BRANO DA LEGGERE
______

Il Tribunale di Bari, con la sentenza 22.09.2020, n. 2595, si è pronunciato sulla retribuzione del “tempo tuta”, confermata anche in assenza di imposizione del datore di lavoro, qualora imposta da esigenze di sicurezza e igiene pubblica.

La questione concerne il diritto alla retribuzione per il tempo impiegato per indossare e dismettere la divisa da lavoro, c.d. “tempo tuta”. Il Tribunale richiama il consolidato orientamento della Suprema Corte secondo cui le attività di vestizione/svestizione attengono a comportamenti integrativi della obbligazione principale e funzionali al corretto espletamento dei doveri di diligenza preparatoria.

Nell’ambito delle strutture sanitarie, anche nel silenzio della contrattazione collettiva, il tempo di vestizione e svestizione dà diritto alla retribuzione, essendo tale obbligo imposto dalle superiori esigenze di sicurezza ed igiene riguardanti sia la gestione del servizio pubblico sia la stessa incolumità del personale addetto. Infatti, l’orientamento per cui il “tempo tuta” costituisce tempo di lavoro solo ove qualificato da eterodirezione è da ritenersi integrato nel senso che l’eterodirezione può derivare anche dalla natura degli indumenti, quando gli stessi siano diversi da quelli utilizzati o utilizzabili secondo un criterio di normalità sociale dell’abbigliamento, o dalla specifica funzione che devono assolvere, e così dalle superiori esigenze di sicurezza ed igiene riguardanti sia la gestione del servizio pubblico sia la stessa incolumità del personale.

______

(Dati sulle espressioni referenziali)
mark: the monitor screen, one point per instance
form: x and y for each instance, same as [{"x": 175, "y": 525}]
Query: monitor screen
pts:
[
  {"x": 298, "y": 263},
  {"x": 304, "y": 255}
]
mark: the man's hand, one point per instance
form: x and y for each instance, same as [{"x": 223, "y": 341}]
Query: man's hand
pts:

______

ATTIVITÀ DA SVOLGERE
Stabilisci se le affermazioni seguenti concordano con il brano sul "tempo tuta" riportato sopra, rispondendo sì o no e citando tra virgolette le parole del brano che lo dimostrano.
1. La sentenza del Tribunale di Bari porta la data del 22 settembre 2020.
2. Nelle strutture sanitarie il tempo di vestizione e svestizione è retribuito solo se lo prevede la contrattazione collettiva.
3. L'eterodirezione può derivare anche dalla natura degli indumenti.

LA TUA RISPOSTA
1. Sì: "con la sentenza 22.09.2020, n. 2595".
2. No: "anche nel silenzio della contrattazione collettiva, il tempo di vestizione e svestizione dà diritto alla retribuzione".
3. Sì: "l’eterodirezione può derivare anche dalla natura degli indumenti".